- _Consignes_
A – Dans le texte sur Helio, pourquoi l'auteur et Helio ont-ils passé des semaines à écumer les lieux les plus improbables de La Havane et de ses banlieues ? Répondez en une à trois phrases.
B – D'après le texte sur Helio, quel livre est aujourd'hui considéré comme le livre de référence sur les années 40 et 50 ?
C – Recopiez le passage du texte sur Helio qui commence aux mots "Je connaissais Helio" et s'arrête après les mots "dans cet extrait.".

── Extrait du document

Je connaissais Helio depuis dix ans. Le jour où René Espi, fils de Roberto Espi -chanteur du glorieux Conjunto Casino des années 50 - nous avait présenté, nous étions resté très tardivement sous les frondaisons de la sublime 'casona' de l'UNEAC à consommer moult 'roncitos con cola' et à écouter Helio, en très grande forme, nous faire un best-of acide et cruel de plus d'une heure ininterrompue sur TOUS les présidents de la République cubaine depuis l'indépendance et leurs vices et turpitudes diverses. Helio était un très grand conteur. Il parlait aussi un très bel espagnol 'cubano criollo', tout aussi éloigné de la bouillie populaire cubaine que des rigueurs du pur castillan. A cet effet, regardez-le parler du Carnaval de Santiago de Cuba dans cet extrait.


J'ai réalisé, traduit et co-écrit trois livres en français avec lui sur les musiques cubaines. « Fiesta Havana » est maintenant considéré comme le livre de référence sur la glorieuse période des années 40 et 50 et j'en suis fier. « Ritmo Cubano » est un livre unique sur ces grands éditeurs discographiques cubains, créatifs et indépendants, fleuron culturel de la Cuba d'avant Fidel. On avait passé des semaines avec Helio à écumer les lieux les plus improbables de La Havane et ses banlieues pour refaire vivre toutes ces sublimes pochettes de l'époque. « Le guide des musiques cubaines » est une excellente introduction de poche à ce 'continent' de la musique qu'est la grande île caraïbe. Très grand connaisseur de l'histoire de la musique cubaine et des rythmes populaires dansants, Helio n'était au fond que peu attiré par le Jazz trop jazz et surtout la Timba récente - qu'il jugeait vulgaire, brouillonne et peu musicale - ne parlons même pas des rappeurs locaux et de l'invasion reggaeton ! C'était l'un de nos sujets de discorde rituels. Problème de génération, probablement. Il préférait me raconter ses après-midis dominicaux des années 50 dans les jardins de La Polar ou La Tropical à écouter Benny Moré et tous les autres, sous les palmiers, une gorgée de mousse aux lèvres et entouré de sublimes mulâtresses toutes plus disponibles les unes que les autres... disait-il !

────
── Données extraites

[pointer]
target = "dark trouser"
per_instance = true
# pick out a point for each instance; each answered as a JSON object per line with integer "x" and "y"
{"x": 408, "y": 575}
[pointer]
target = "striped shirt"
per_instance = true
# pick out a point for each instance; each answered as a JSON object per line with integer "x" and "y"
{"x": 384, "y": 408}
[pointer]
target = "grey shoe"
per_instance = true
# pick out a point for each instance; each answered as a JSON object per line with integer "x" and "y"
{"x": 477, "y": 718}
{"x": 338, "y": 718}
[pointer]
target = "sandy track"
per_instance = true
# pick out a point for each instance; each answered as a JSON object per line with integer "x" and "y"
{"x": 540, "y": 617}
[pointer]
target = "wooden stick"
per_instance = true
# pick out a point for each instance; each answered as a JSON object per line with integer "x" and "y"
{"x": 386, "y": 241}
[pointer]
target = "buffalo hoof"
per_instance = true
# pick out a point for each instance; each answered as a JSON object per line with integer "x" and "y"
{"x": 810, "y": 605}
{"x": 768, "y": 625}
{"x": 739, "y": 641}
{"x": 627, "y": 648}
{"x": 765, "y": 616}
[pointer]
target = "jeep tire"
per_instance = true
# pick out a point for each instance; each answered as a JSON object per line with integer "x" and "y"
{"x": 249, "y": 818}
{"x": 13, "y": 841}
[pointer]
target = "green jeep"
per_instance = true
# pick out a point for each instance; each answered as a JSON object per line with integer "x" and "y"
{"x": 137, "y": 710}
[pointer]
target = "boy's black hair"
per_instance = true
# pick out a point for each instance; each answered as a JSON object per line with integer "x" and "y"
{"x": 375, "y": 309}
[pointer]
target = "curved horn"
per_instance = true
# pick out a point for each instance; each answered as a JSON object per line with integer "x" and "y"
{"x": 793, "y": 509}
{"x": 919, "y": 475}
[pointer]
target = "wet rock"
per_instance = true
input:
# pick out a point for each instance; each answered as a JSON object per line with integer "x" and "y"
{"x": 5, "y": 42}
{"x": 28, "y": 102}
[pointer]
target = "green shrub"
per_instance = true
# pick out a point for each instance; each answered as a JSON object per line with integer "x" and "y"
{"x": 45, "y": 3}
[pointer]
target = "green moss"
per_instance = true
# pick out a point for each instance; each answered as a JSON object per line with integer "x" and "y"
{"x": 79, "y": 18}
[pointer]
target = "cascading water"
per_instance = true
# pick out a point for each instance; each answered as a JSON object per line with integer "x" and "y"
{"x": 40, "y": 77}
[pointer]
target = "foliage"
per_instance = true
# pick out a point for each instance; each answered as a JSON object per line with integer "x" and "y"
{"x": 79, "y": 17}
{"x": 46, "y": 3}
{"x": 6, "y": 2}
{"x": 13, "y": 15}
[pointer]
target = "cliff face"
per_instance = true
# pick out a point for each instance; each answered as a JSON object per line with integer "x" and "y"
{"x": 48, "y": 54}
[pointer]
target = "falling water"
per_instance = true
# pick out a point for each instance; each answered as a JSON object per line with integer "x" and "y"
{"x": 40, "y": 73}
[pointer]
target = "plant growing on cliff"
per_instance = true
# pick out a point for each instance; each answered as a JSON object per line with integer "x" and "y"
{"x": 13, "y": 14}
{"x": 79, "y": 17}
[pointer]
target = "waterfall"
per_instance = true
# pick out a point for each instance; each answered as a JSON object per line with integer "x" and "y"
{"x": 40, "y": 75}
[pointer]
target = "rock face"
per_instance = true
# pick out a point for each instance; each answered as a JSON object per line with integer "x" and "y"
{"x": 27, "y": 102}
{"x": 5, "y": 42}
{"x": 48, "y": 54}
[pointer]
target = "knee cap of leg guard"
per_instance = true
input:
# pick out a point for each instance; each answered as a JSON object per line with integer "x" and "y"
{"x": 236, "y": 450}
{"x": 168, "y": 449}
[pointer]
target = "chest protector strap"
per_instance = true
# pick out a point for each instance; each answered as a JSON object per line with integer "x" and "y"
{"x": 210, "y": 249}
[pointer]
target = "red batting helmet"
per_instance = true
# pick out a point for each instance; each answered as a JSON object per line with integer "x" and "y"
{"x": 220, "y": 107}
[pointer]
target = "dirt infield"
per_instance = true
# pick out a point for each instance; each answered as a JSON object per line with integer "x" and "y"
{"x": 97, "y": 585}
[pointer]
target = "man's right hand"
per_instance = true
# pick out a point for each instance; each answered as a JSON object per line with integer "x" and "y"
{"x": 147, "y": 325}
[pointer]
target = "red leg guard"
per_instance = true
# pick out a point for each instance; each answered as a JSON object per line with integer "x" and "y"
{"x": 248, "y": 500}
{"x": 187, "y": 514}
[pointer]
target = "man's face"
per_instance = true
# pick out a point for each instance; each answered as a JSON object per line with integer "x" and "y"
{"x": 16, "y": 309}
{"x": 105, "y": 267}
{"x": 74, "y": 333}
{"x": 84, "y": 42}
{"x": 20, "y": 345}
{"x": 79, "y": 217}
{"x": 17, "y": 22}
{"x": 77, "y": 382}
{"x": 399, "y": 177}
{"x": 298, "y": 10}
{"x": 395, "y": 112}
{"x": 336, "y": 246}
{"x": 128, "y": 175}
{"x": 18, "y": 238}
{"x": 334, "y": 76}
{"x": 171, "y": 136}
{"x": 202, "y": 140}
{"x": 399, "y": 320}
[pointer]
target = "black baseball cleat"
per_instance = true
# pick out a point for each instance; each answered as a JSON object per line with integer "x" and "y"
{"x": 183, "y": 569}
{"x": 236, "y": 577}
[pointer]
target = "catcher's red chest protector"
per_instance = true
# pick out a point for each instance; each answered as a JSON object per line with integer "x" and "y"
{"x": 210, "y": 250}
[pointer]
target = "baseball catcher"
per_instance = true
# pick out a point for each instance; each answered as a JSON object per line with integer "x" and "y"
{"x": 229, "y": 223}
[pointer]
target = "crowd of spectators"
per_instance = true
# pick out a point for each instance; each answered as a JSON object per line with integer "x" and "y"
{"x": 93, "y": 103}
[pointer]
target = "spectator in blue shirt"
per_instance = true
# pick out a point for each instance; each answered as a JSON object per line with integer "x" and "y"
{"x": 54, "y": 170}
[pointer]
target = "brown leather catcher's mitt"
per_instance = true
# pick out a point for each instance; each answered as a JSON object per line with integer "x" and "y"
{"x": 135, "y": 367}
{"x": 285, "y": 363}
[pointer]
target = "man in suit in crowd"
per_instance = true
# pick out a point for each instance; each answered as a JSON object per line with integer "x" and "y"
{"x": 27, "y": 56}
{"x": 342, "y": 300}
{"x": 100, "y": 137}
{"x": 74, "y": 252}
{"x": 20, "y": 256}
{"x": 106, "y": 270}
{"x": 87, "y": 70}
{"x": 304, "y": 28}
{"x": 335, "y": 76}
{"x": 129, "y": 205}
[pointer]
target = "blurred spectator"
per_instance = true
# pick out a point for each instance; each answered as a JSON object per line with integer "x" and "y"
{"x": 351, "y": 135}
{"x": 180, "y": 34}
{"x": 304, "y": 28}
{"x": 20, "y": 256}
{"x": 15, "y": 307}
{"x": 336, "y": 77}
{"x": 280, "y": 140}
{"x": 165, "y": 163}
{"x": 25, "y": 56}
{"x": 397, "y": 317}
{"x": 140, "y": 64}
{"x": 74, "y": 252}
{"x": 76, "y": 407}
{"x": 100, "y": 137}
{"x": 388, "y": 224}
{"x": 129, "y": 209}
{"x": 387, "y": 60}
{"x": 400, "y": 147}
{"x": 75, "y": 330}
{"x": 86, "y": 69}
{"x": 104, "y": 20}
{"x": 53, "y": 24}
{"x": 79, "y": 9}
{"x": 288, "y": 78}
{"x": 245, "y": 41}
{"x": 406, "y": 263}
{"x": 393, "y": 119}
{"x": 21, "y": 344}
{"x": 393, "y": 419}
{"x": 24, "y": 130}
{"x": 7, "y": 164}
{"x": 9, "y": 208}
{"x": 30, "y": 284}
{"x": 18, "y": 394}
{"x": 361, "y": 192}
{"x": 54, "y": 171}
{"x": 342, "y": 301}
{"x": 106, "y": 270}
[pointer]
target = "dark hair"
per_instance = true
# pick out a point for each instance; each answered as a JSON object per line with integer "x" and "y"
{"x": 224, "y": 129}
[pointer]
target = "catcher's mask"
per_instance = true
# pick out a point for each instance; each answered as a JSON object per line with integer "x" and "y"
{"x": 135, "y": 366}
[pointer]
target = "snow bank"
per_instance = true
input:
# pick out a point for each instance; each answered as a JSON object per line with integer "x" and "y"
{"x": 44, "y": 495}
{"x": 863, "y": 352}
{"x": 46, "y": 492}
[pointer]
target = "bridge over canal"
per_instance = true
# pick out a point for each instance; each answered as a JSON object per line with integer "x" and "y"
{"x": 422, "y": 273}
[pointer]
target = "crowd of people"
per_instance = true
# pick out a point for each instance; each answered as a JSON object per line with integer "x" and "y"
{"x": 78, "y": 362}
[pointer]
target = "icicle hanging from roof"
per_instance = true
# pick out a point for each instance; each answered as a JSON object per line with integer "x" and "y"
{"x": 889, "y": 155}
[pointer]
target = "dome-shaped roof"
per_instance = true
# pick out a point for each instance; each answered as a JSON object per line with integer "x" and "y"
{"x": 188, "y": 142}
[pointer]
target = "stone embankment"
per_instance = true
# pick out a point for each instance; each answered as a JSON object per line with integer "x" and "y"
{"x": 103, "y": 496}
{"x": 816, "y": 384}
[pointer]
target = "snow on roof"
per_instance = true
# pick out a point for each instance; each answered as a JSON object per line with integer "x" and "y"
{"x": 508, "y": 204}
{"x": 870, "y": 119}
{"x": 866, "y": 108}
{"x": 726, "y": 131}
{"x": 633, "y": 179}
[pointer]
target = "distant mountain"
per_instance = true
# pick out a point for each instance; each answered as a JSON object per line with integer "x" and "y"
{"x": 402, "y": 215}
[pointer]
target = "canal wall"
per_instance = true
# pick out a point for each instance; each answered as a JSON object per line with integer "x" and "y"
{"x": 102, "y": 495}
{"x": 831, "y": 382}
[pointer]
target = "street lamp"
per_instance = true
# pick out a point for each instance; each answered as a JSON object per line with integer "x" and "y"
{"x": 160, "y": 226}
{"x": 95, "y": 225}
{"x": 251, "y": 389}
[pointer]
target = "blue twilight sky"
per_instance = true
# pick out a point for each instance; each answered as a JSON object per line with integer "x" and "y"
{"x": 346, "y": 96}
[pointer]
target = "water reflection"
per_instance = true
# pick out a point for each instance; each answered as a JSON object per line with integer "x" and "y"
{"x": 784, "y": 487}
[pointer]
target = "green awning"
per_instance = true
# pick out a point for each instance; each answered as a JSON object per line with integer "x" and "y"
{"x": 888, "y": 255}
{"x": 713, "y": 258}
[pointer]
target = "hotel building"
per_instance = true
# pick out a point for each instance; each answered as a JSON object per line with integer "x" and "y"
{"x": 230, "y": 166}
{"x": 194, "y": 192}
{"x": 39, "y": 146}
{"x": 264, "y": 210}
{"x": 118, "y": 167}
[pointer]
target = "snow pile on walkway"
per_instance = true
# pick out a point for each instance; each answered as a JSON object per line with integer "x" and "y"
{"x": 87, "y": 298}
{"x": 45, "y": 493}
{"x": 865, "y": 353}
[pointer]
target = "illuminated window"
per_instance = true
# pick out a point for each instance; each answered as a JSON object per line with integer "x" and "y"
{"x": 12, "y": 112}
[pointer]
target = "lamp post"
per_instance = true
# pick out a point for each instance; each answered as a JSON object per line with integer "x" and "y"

────

- _Corrigé_
A – Ils voulaient refaire vivre toutes les sublimes pochettes de disques de l'époque.

B – « Fiesta Havana ».

C –
Je connaissais Helio depuis dix ans. Le jour où René Espi, fils de Roberto Espi -chanteur du glorieux Conjunto Casino des années 50 - nous avait présenté, nous étions resté très tardivement sous les frondaisons de la sublime 'casona' de l'UNEAC à consommer moult 'roncitos con cola' et à écouter Helio, en très grande forme, nous faire un best-of acide et cruel de plus d'une heure ininterrompue sur TOUS les présidents de la République cubaine depuis l'indépendance et leurs vices et turpitudes diverses. Helio était un très grand conteur. Il parlait aussi un très bel espagnol 'cubano criollo', tout aussi éloigné de la bouillie populaire cubaine que des rigueurs du pur castillan. A cet effet, regardez-le parler du Carnaval de Santiago de Cuba dans cet extrait.